Your assignment
Please transcribe the listing that follows exactly; images are to be excluded.

Information shown

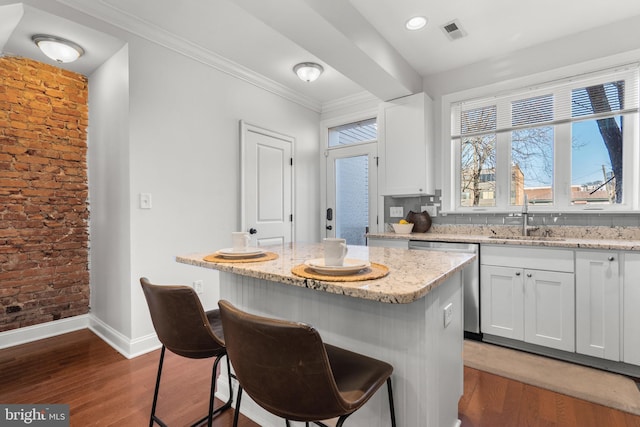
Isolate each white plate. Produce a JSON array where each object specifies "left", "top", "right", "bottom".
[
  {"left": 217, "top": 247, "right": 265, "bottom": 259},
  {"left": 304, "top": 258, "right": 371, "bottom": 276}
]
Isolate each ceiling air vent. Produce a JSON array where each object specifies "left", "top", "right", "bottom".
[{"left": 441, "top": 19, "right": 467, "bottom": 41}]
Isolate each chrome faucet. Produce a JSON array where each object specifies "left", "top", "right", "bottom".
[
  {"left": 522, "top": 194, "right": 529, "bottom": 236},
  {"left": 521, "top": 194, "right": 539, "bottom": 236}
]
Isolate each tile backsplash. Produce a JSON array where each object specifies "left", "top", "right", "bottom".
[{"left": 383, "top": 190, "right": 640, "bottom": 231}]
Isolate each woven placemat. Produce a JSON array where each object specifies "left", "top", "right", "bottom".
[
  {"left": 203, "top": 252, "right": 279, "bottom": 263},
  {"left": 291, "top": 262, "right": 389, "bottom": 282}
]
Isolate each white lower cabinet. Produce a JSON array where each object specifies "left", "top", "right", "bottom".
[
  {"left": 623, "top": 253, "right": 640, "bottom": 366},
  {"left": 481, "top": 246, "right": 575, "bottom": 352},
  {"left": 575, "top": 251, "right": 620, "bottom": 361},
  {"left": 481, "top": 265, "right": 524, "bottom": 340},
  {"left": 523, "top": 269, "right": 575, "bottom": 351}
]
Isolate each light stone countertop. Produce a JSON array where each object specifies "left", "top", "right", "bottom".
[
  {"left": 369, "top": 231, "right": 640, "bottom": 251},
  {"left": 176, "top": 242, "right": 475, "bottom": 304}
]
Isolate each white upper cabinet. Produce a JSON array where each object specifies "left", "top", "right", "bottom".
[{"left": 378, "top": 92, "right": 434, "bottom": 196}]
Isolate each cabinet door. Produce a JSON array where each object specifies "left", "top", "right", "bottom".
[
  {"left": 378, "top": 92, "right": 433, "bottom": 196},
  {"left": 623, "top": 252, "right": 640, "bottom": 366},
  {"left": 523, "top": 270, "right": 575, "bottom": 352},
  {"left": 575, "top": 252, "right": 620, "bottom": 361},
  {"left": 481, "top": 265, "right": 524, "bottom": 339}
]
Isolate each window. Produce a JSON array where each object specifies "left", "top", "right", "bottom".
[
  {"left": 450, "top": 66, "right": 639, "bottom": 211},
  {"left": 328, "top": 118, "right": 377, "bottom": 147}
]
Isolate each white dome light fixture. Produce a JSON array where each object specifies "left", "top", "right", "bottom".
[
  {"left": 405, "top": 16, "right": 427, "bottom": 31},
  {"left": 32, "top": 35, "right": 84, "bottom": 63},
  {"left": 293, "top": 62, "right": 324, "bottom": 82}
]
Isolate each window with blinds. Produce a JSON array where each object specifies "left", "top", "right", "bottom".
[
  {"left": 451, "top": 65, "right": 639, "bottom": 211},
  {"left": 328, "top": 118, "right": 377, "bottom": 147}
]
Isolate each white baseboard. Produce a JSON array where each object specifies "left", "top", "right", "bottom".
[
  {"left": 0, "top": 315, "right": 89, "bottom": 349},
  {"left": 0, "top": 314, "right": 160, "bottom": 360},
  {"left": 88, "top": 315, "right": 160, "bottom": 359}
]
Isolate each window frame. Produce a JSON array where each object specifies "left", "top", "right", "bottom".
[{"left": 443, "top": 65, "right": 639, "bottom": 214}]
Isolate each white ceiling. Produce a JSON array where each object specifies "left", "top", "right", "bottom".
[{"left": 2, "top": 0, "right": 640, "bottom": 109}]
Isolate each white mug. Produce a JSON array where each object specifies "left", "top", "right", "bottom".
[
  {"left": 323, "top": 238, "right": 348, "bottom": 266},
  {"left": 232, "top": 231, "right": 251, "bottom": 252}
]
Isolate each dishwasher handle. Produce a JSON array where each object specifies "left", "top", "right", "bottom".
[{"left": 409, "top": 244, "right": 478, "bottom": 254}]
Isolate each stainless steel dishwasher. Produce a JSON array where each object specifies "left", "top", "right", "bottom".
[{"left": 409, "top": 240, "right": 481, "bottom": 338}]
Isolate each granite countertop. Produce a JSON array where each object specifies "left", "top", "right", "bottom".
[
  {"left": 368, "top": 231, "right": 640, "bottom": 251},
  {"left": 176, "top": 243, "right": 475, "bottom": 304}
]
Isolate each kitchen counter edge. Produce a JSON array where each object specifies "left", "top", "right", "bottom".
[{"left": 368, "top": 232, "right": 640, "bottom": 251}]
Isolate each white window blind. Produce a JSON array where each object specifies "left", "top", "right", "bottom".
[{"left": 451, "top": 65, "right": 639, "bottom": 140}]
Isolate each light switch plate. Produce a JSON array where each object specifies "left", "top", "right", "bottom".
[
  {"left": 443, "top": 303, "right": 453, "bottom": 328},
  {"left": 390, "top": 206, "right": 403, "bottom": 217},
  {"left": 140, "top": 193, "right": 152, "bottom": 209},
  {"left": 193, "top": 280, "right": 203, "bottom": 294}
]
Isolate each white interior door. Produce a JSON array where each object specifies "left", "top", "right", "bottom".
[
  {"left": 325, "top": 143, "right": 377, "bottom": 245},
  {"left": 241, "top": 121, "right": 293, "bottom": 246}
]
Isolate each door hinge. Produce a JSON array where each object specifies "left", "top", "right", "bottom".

Solution to the problem
Isolate each white plate. Produce a JSON array where each object specifies "left", "top", "right", "bottom".
[
  {"left": 217, "top": 247, "right": 265, "bottom": 259},
  {"left": 304, "top": 258, "right": 371, "bottom": 276}
]
Isolate each ceiling air vent. Produce a JSON array where each object specifies "left", "top", "right", "bottom".
[{"left": 441, "top": 19, "right": 467, "bottom": 41}]
Isolate each chrome faucet. Produce a JSON array where each object specifies "left", "top", "right", "bottom".
[
  {"left": 522, "top": 194, "right": 529, "bottom": 236},
  {"left": 521, "top": 194, "right": 539, "bottom": 236}
]
Isolate each tile backsplash. Produce a JSON array where each object specifies "left", "top", "right", "bottom".
[{"left": 383, "top": 190, "right": 640, "bottom": 231}]
Isolate each woven placemat. Produce a JSON array where each object specifies "left", "top", "right", "bottom".
[
  {"left": 203, "top": 252, "right": 279, "bottom": 263},
  {"left": 291, "top": 262, "right": 389, "bottom": 282}
]
Isolate each white lower cabinet. Produce a JSON array where each object specifies "left", "top", "right", "bottom".
[
  {"left": 623, "top": 253, "right": 640, "bottom": 366},
  {"left": 481, "top": 246, "right": 575, "bottom": 352},
  {"left": 575, "top": 251, "right": 620, "bottom": 361},
  {"left": 481, "top": 265, "right": 524, "bottom": 340},
  {"left": 523, "top": 269, "right": 575, "bottom": 351}
]
Isolate each light stone countertop. Produce a JSON array where each object specifies "left", "top", "right", "bottom".
[
  {"left": 369, "top": 231, "right": 640, "bottom": 251},
  {"left": 176, "top": 242, "right": 475, "bottom": 304}
]
Isolate each white upper cabinet. Produce a JSON array where each object specifies "left", "top", "right", "bottom".
[{"left": 378, "top": 92, "right": 434, "bottom": 196}]
Isolate each cabinet door. Produce a JSON array where each object specifies "left", "top", "right", "bottom".
[
  {"left": 378, "top": 92, "right": 433, "bottom": 196},
  {"left": 623, "top": 252, "right": 640, "bottom": 366},
  {"left": 523, "top": 270, "right": 575, "bottom": 352},
  {"left": 575, "top": 252, "right": 620, "bottom": 361},
  {"left": 481, "top": 265, "right": 524, "bottom": 339}
]
Isolate each window. Produce a JSON array where each object specifies "left", "top", "right", "bottom".
[
  {"left": 450, "top": 66, "right": 639, "bottom": 211},
  {"left": 328, "top": 118, "right": 377, "bottom": 147}
]
Isolate each white dome light fixture. Produce a JSON array where each object specifies "left", "top", "right", "bottom".
[
  {"left": 405, "top": 16, "right": 427, "bottom": 31},
  {"left": 32, "top": 35, "right": 84, "bottom": 63},
  {"left": 293, "top": 62, "right": 324, "bottom": 82}
]
Isolate each window with blinds. Produce a JSON array where each object specifies "left", "top", "right", "bottom".
[
  {"left": 451, "top": 65, "right": 639, "bottom": 211},
  {"left": 328, "top": 118, "right": 377, "bottom": 147}
]
Isolate each white baseboard. Produce a JSON array where each object specifies "left", "top", "right", "bottom".
[
  {"left": 0, "top": 315, "right": 89, "bottom": 349},
  {"left": 0, "top": 314, "right": 160, "bottom": 360},
  {"left": 88, "top": 315, "right": 160, "bottom": 359}
]
Isolate each window frame. Produce a JSON array where each object specifies "left", "top", "right", "bottom".
[{"left": 443, "top": 65, "right": 639, "bottom": 214}]
Isolate each white ceiling. Produce a JSON array where each object specifies "left", "top", "right", "bottom".
[{"left": 2, "top": 0, "right": 640, "bottom": 109}]
Isolate each white mug. Produce a JSON array where each object specifies "left", "top", "right", "bottom".
[
  {"left": 323, "top": 238, "right": 348, "bottom": 266},
  {"left": 232, "top": 231, "right": 251, "bottom": 252}
]
Isolate each dishwasher handle. Produce a JSON array where each object specifies "left", "top", "right", "bottom".
[{"left": 409, "top": 244, "right": 478, "bottom": 254}]
Isolate each stainless steel dishwasher. Produce a JSON array where each object specifies "left", "top", "right", "bottom".
[{"left": 409, "top": 240, "right": 481, "bottom": 338}]
Isolate each granite countertop. Produce a JSON array where each object specifies "left", "top", "right", "bottom".
[
  {"left": 368, "top": 231, "right": 640, "bottom": 251},
  {"left": 176, "top": 243, "right": 475, "bottom": 304}
]
Isolate each kitchen counter edge. Produce a JSON array where each object specifies "left", "top", "right", "bottom".
[{"left": 368, "top": 232, "right": 640, "bottom": 251}]
Isolate each white window blind. Produce a JSON array where each object specifies "left", "top", "right", "bottom".
[{"left": 451, "top": 65, "right": 639, "bottom": 140}]
Isolate each light switch plate. Produce a JSON array where each object specifies "left", "top", "right", "bottom".
[
  {"left": 443, "top": 303, "right": 453, "bottom": 328},
  {"left": 390, "top": 206, "right": 403, "bottom": 217},
  {"left": 140, "top": 193, "right": 152, "bottom": 209},
  {"left": 193, "top": 280, "right": 203, "bottom": 294}
]
Isolate each white interior door. Produce a JSON array where each object specifies "left", "top", "right", "bottom".
[
  {"left": 325, "top": 143, "right": 377, "bottom": 245},
  {"left": 241, "top": 121, "right": 293, "bottom": 246}
]
Isolate each door hinge. Produce a JSON array where each object specifies "left", "top", "right", "bottom".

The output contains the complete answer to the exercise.